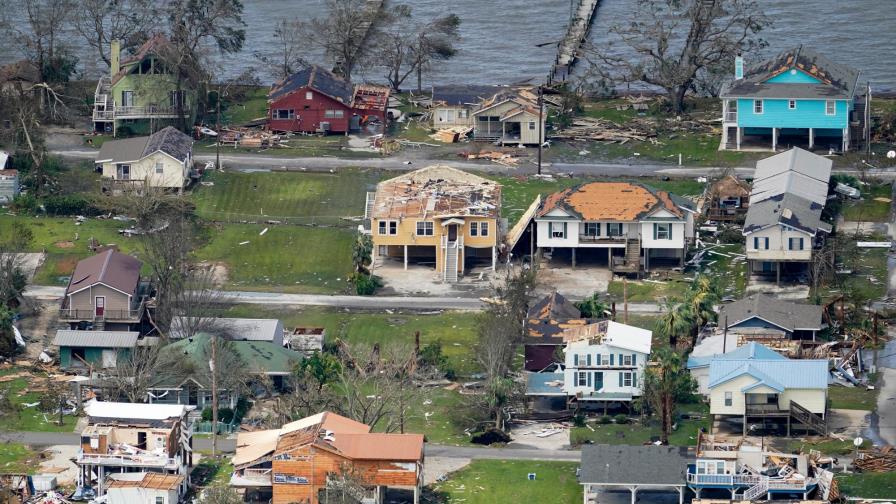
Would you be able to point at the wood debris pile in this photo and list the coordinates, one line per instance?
(882, 460)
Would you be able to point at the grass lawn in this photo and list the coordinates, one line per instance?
(28, 418)
(853, 398)
(868, 209)
(15, 458)
(456, 330)
(868, 485)
(492, 481)
(301, 197)
(286, 258)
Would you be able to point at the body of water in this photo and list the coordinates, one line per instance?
(499, 40)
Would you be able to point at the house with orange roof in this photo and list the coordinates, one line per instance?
(326, 451)
(141, 92)
(629, 226)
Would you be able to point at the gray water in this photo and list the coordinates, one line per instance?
(498, 39)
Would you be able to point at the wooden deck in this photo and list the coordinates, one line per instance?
(576, 36)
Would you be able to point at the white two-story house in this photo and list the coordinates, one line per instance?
(604, 363)
(783, 224)
(631, 225)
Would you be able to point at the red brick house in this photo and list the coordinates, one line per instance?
(317, 101)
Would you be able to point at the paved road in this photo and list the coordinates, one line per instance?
(40, 439)
(48, 293)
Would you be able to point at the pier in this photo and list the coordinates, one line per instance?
(576, 35)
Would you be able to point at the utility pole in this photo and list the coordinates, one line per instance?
(540, 125)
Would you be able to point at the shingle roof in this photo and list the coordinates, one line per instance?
(316, 78)
(750, 351)
(117, 270)
(787, 315)
(786, 373)
(96, 339)
(634, 465)
(836, 81)
(169, 140)
(615, 201)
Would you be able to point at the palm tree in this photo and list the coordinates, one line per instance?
(674, 322)
(665, 383)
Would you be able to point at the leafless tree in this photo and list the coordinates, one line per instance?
(676, 41)
(100, 22)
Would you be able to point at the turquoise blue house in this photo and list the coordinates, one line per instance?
(797, 98)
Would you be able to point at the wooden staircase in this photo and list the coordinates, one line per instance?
(807, 418)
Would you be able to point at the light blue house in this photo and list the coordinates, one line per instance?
(796, 98)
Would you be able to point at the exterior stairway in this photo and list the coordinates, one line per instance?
(450, 273)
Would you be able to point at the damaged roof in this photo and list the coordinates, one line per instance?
(836, 81)
(434, 192)
(613, 201)
(316, 78)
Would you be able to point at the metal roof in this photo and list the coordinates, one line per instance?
(634, 465)
(788, 373)
(751, 350)
(96, 339)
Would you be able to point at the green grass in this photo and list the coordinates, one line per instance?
(867, 209)
(492, 481)
(455, 330)
(15, 458)
(286, 258)
(29, 418)
(853, 398)
(868, 485)
(304, 197)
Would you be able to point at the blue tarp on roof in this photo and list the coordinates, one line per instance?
(777, 374)
(749, 351)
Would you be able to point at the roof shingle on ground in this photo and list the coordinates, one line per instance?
(434, 192)
(634, 465)
(112, 268)
(613, 201)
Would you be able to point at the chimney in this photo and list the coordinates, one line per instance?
(115, 57)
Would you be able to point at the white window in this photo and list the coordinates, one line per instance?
(424, 228)
(388, 227)
(284, 114)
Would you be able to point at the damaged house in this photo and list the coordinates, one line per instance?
(783, 226)
(326, 452)
(436, 216)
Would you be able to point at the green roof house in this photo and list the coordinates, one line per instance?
(140, 93)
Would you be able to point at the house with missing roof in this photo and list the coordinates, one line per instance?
(141, 92)
(786, 391)
(799, 94)
(603, 364)
(163, 159)
(436, 216)
(314, 100)
(298, 461)
(783, 226)
(150, 443)
(630, 226)
(105, 293)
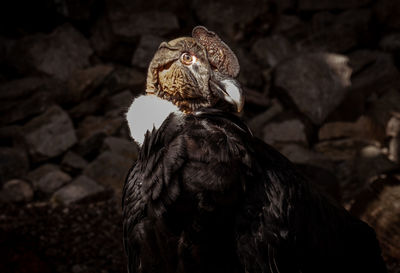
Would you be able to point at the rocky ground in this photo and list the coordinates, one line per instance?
(322, 85)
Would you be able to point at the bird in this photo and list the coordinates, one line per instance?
(205, 195)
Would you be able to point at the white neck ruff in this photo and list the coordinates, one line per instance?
(148, 112)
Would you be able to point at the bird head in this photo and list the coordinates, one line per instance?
(196, 72)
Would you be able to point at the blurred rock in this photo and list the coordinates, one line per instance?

◆ **CONSEGNA**:
Trascrivi tutte le voci riportate sopra in una tabella Markdown con le colonne «Numero» e «Riga della voce», una riga per ciascuna riga di testo. Tralascia le righe vuote e non includere le immagini.

◆ **RISPOSTA SCRITTA**:
| Numero | Riga della voce |
|---|---|
| 1 | Would you be able to point at the wood debris pile in this photo and list the coordinates, one line per instance? |
| 2 | (882, 460) |
| 3 | Would you be able to point at the grass lawn in this photo and list the coordinates, one line per instance? |
| 4 | (28, 418) |
| 5 | (853, 398) |
| 6 | (868, 209) |
| 7 | (15, 458) |
| 8 | (456, 330) |
| 9 | (868, 485) |
| 10 | (492, 481) |
| 11 | (301, 197) |
| 12 | (286, 258) |
| 13 | Would you be able to point at the body of water in this photo and list the coordinates, one line per instance? |
| 14 | (499, 40) |
| 15 | Would you be able to point at the house with orange roof in this photo and list the coordinates, one line per instance? |
| 16 | (326, 451) |
| 17 | (141, 92) |
| 18 | (629, 226) |
| 19 | Would you be able to point at the gray water in this photo and list the coordinates, one line per instance? |
| 20 | (498, 39) |
| 21 | Would you be able to point at the wooden deck in this photo and list the coordinates, one line per instance? |
| 22 | (576, 36) |
| 23 | Would you be able to point at the white two-story house in this photo and list the coordinates, one line per instance? |
| 24 | (604, 363) |
| 25 | (783, 224) |
| 26 | (631, 225) |
| 27 | Would you be able to point at the red brick house in this photo and list the coordinates, one line per instance? |
| 28 | (317, 101) |
| 29 | Would you be able to point at the paved road in this photo and list the coordinates, one line per instance? |
| 30 | (40, 439) |
| 31 | (48, 293) |
| 32 | Would you be able to point at the pier in this photo and list the coordinates, one line per instance? |
| 33 | (576, 35) |
| 34 | Would you be able to point at the utility pole in this photo and list the coordinates, one line per instance? |
| 35 | (540, 125) |
| 36 | Would you be able to point at the shingle roof in this photo and list the coordinates, one line per instance? |
| 37 | (316, 78) |
| 38 | (750, 351) |
| 39 | (117, 270) |
| 40 | (787, 315) |
| 41 | (786, 373) |
| 42 | (96, 339) |
| 43 | (634, 465) |
| 44 | (836, 81) |
| 45 | (169, 140) |
| 46 | (615, 201) |
| 47 | Would you be able to point at the palm tree in this photo and list the coordinates, one line per instance? |
| 48 | (674, 322) |
| 49 | (665, 383) |
| 50 | Would you be able to point at the leafless tree in this photo and list the coordinates, one line per instance? |
| 51 | (676, 41) |
| 52 | (100, 22) |
| 53 | Would you be able to point at the turquoise blue house in this photo and list the coordinates, one line per instance? |
| 54 | (797, 98) |
| 55 | Would you be able to point at the wooden staircase in this photo and list the coordinates, one line per instance? |
| 56 | (807, 418) |
| 57 | Would you be able to point at the light blue house in this photo and list the coordinates, one line per instance? |
| 58 | (796, 98) |
| 59 | Would you be able to point at the exterior stairway in this photo and list the coordinates, one line per instance? |
| 60 | (450, 273) |
| 61 | Would you be able to point at the damaged roof in this photo and list the coordinates, one line per instance? |
| 62 | (836, 81) |
| 63 | (434, 192) |
| 64 | (613, 201) |
| 65 | (316, 78) |
| 66 | Would you be able to point at the metal roof in this photo and list the coordinates, one line per instance? |
| 67 | (634, 465) |
| 68 | (788, 373) |
| 69 | (751, 350) |
| 70 | (96, 339) |
| 71 | Would you be able to point at the green grass in this photo and list the coordinates, one line per instance? |
| 72 | (867, 209) |
| 73 | (492, 481) |
| 74 | (455, 330) |
| 75 | (15, 458) |
| 76 | (286, 258) |
| 77 | (29, 418) |
| 78 | (853, 398) |
| 79 | (868, 485) |
| 80 | (304, 197) |
| 81 | Would you be able to point at the blue tarp on roof in this photo and list the coordinates, one line per instance? |
| 82 | (777, 374) |
| 83 | (749, 351) |
| 84 | Would you be able to point at the roof shingle on ground in this photo and list the coordinates, one line per instance? |
| 85 | (434, 192) |
| 86 | (634, 465) |
| 87 | (112, 268) |
| 88 | (613, 201) |
| 89 | Would you be able to point at the chimney in this photo and list the coordinates, one line per instance? |
| 90 | (115, 57) |
| 91 | Would you be able to point at the white window in this photo and list the coordinates, one line per instance? |
| 92 | (424, 228) |
| 93 | (388, 227) |
| 94 | (284, 114) |
| 95 | Would you be able to point at the damaged house in this photo and list the coordinates, one line per instance? |
| 96 | (783, 226) |
| 97 | (326, 452) |
| 98 | (436, 216) |
| 99 | Would you be able to point at the green roof house in this photo and list the coordinates, one line per instance? |
| 100 | (140, 93) |
| 101 | Would you be able to point at the house with missing roof in this photo and list the coordinates, one line per instance? |
| 102 | (141, 92) |
| 103 | (786, 391) |
| 104 | (799, 94) |
| 105 | (603, 364) |
| 106 | (163, 159) |
| 107 | (436, 216) |
| 108 | (314, 100) |
| 109 | (298, 461) |
| 110 | (783, 226) |
| 111 | (150, 443) |
| 112 | (630, 226) |
| 113 | (105, 293) |
| 114 | Would you be able to point at the rocky ground in this photo and list the coordinates, one line per instance? |
| 115 | (322, 85) |
| 116 | Would you be able to point at the bird in this photo and list the coordinates, one line per instance? |
| 117 | (205, 195) |
| 118 | Would you be able to point at the white neck ruff in this photo and list the coordinates, one line per instance? |
| 119 | (148, 112) |
| 120 | Would you be able to point at the bird head in this photo and list the coordinates, one line per instance? |
| 121 | (196, 72) |
| 122 | Would you be able to point at the blurred rock in this photo and list the coordinates, one line per instance? |